Из тьмы. Немцы, 1942–2022 - Франк Трентманн
Занятость была важным источником независимости и уважения, но она почти не изменила традиционные гендерные роли дома. Мужчины стали немного больше участвовать в домашнем хозяйстве, чем на западе, но основная часть готовки, уборки и ухода за детьми по-прежнему лежала на женщинах. В 1965 году женщины на востоке посвящали работе по дому 31 час в неделю – ровно столько же, сколько их сестры на западе. В 1991 году это время все еще составляло 27 часов (по сравнению с 32 часами на западе; мужчины тратили 16 и 13 часов соответственно)38.
На протяжении 1960-х годов хронической проблемой были прогулы. Берлинская фабрика, на которой работали сто пятьдесят восемь одиноких женщин, регулярно теряла семьдесят часов в месяц из-за того, что матери оставались дома, чтобы присматривать за больными детьми. Демократический женский союз (Demokratischer Frauenbund Deutschlands, DFD) обратился к “бабушкам” (Omis) с призывом стать волонтерами. Там и сям ветераны штопали чулки и помогали со стиркой. На Лейпцигской хлопчатобумажной фабрике спасать положение пришла “рабочая группа пенсионеров” (Rentner-AG). Но в целом, как признавали чиновники, подобные инициативы “оказались провалом”.
В 1961 году профсоюз режима (FDGB) заключил соглашение с Народной солидарностью (Volkssolidarität), социалистическим аналогом Caritas, о спонсировании оплачиваемой помощи на дому матерям с больными детьми. Для некоторых это было спасением. “Я очень ценю помощь”, – говорила одна мать из Плауэна. Она вышла из дома в 8 утра, а вернувшись в 16:00, обнаружила, что квартира убрана, покупки сделаны, ее ребенок накормлен, и за ним присматривают. Ее коллег на фабрике женской одежды это не убедило. Распространенной позицией было “Я не впущу чужих к себе в квартиру”39. К тому же были расходы, которые делились с матерью. Да, жаловалась мать в 1965 году, она могла бы обратиться в Volkssolidarität, чтобы те прислали кого-нибудь присмотреть за ее близнецами, когда они заболеют. Раньше, когда она оставалась дома, она теряла 113 марок дохода. Помощь на дому обошлась ей в 104,50 марки за десять часов: “не Бог весть какой финансовый стимул”, отмечала она. На самом деле о существовании этой схемы знали немногие. Женщина-делегат национального собрания в 1965 году посетила четыре фирмы в Магдебурге, где 80 % работников составляли женщины: ни один женский комитет не слышал о помощи на дому. На электростанции Schwarze Pumpe наблюдалась аналогичная ситуация. К 1969 году потери рабочего времени достигли таких размеров, что женская комиссия Политбюро партии призвала фирмы создавать палаты для больных детей40.

:::::

### Выполните задания
**A.** Выпишите из фрагмента текста дословно отрывок, который начинается со слов «Из тьмы. Немцы, 1942–2022» и заканчивается словами «13 часов соответственно)38.».
**B.** Во сколько марок, согласно фрагменту текста, обошлась матери помощь на дому за десять часов?

:::::

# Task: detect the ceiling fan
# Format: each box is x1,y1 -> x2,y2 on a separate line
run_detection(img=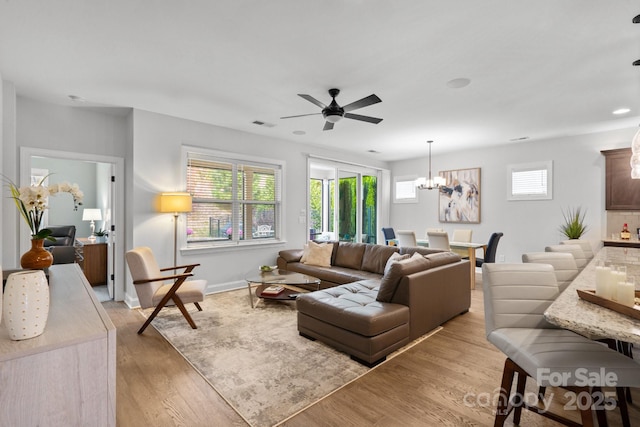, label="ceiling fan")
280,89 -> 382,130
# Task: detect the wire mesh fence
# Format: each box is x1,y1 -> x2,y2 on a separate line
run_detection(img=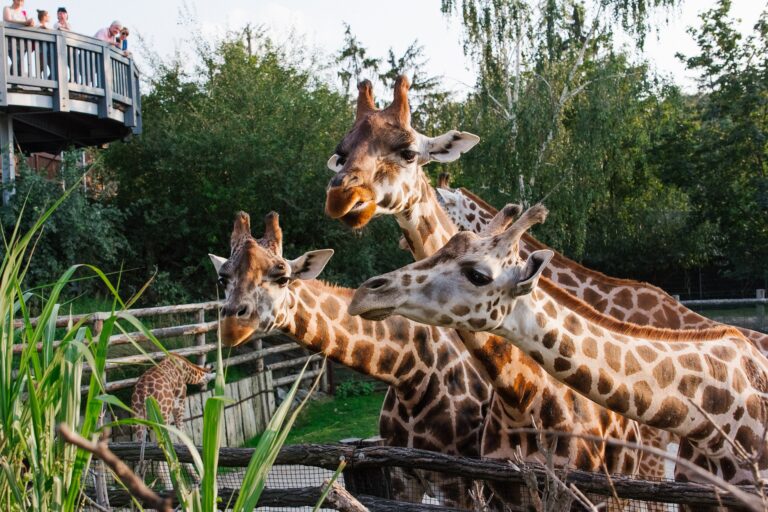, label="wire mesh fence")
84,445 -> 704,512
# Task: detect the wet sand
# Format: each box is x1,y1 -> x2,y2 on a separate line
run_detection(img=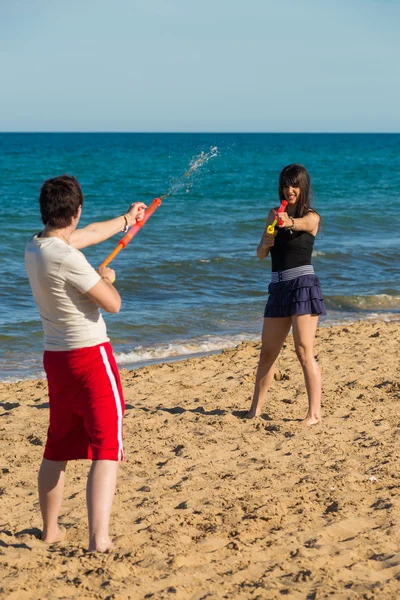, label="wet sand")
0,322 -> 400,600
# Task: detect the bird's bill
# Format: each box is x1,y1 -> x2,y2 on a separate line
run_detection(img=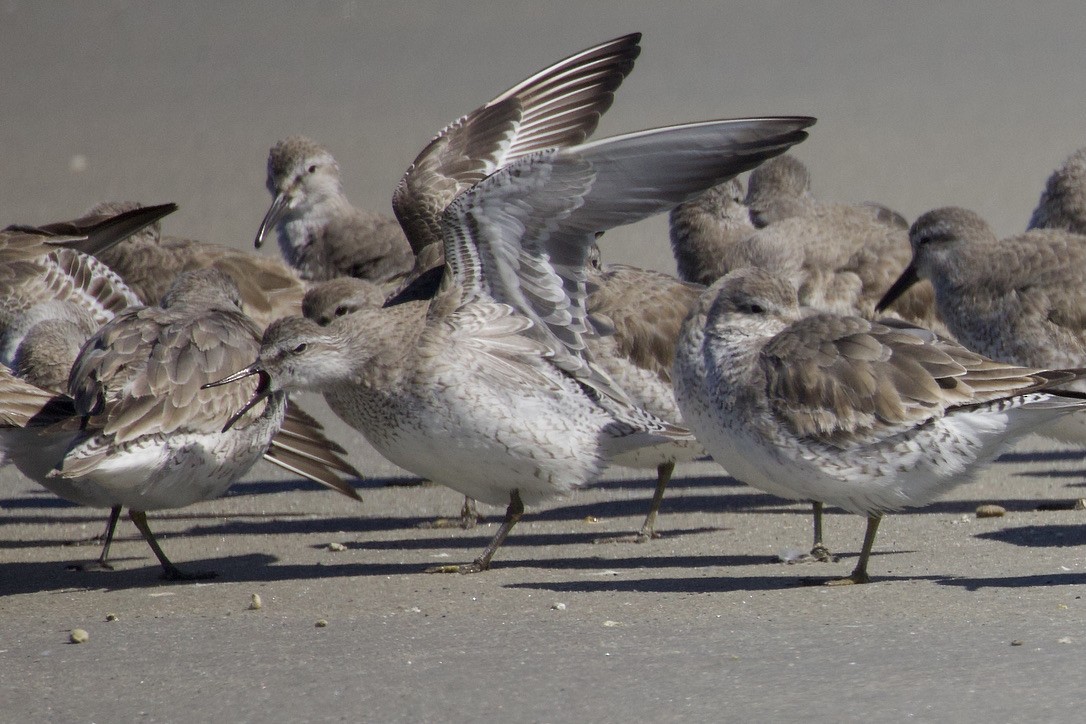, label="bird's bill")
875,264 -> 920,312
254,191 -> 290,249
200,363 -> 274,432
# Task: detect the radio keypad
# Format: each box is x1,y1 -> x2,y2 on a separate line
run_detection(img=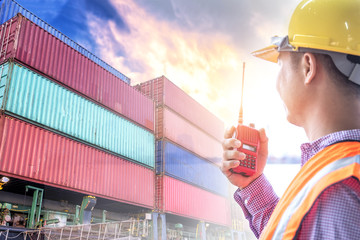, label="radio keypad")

:::::

### Итоговые ответы
**A.**
Из тьмы. Немцы, 1942–2022 - Франк Трентманн
Занятость была важным источником независимости и уважения, но она почти не изменила традиционные гендерные роли дома. Мужчины стали немного больше участвовать в домашнем хозяйстве, чем на западе, но основная часть готовки, уборки и ухода за детьми по-прежнему лежала на женщинах. В 1965 году женщины на востоке посвящали работе по дому 31 час в неделю – ровно столько же, сколько их сестры на западе. В 1991 году это время все еще составляло 27 часов (по сравнению с 32 часами на западе; мужчины тратили 16 и 13 часов соответственно)38.

**B.** В 104,50 марки.